Collection entries:
========
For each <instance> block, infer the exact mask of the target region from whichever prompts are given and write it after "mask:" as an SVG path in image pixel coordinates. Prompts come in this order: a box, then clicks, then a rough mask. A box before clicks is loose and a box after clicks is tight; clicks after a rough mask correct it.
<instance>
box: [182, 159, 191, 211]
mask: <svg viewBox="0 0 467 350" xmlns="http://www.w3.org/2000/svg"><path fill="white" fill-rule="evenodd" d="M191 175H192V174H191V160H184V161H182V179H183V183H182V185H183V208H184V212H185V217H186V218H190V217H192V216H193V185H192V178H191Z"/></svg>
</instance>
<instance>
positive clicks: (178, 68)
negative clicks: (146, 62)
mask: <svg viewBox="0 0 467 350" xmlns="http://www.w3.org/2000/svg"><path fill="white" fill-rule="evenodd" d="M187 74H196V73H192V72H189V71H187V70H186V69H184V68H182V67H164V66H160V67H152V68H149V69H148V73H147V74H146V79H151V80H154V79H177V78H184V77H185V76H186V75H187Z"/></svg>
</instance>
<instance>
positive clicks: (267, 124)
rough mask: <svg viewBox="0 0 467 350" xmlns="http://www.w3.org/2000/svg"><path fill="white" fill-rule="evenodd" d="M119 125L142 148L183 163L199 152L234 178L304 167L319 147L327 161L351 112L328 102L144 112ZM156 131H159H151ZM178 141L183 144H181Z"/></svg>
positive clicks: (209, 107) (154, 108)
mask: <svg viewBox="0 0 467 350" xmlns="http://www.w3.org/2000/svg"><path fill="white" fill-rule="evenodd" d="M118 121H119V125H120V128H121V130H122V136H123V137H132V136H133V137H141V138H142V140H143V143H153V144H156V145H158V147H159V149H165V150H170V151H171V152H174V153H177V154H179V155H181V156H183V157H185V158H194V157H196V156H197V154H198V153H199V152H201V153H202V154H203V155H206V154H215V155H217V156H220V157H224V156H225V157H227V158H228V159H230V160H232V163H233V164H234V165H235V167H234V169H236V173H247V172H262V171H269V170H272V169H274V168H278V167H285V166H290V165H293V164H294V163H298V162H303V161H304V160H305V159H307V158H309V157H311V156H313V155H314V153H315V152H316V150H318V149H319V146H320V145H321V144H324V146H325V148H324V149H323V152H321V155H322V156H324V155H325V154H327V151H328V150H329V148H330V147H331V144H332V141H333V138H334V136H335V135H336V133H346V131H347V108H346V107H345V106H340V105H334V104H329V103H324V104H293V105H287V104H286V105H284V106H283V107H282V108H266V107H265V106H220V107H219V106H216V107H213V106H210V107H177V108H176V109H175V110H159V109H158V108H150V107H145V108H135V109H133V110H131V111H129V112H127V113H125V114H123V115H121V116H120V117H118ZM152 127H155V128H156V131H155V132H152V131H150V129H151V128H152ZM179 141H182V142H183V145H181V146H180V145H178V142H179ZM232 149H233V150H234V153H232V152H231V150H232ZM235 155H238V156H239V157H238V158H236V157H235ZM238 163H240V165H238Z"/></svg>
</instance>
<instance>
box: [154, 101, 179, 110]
========
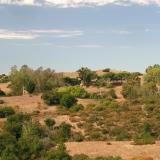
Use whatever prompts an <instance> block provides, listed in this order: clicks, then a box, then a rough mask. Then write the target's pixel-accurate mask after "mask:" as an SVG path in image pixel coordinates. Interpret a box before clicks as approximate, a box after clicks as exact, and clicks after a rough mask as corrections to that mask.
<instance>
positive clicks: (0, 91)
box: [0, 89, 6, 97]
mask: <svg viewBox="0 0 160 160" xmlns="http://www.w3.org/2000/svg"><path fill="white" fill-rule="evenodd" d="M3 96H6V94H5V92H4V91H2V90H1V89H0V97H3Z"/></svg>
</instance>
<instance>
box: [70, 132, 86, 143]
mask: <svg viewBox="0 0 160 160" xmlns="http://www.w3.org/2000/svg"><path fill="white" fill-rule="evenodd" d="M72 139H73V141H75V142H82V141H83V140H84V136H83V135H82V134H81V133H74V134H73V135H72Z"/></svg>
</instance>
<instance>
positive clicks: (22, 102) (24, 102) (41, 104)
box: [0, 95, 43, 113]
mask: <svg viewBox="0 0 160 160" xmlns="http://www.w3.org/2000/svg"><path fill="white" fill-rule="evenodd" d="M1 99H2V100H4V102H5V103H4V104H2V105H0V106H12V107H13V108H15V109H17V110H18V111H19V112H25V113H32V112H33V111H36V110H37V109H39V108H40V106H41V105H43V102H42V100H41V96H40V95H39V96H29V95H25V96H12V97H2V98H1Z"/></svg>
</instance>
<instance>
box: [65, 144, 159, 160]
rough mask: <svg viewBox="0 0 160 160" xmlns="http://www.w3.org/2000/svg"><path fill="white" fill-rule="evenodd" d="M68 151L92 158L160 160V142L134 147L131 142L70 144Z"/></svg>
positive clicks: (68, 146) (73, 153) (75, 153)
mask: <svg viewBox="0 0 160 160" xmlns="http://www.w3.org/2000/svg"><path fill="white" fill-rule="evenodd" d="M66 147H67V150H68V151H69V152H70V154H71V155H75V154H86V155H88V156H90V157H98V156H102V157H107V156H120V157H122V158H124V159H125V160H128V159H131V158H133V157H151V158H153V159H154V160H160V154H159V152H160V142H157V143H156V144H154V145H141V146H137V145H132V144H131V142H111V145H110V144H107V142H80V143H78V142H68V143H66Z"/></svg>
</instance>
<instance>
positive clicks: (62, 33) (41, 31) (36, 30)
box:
========
[TASK DESCRIPTION]
Send back an exact copy of only the lines from the line with "positive clicks: (267, 124)" up to and including the line with "125L142 148L183 163L199" in the data above.

[ANSWER SPACE]
positive clicks: (267, 124)
rough mask: <svg viewBox="0 0 467 350" xmlns="http://www.w3.org/2000/svg"><path fill="white" fill-rule="evenodd" d="M119 125L142 148L183 163L199 152L234 178L304 167L319 147L327 161L351 112L328 102L144 112ZM156 131H159H151ZM178 141L183 144H181Z"/></svg>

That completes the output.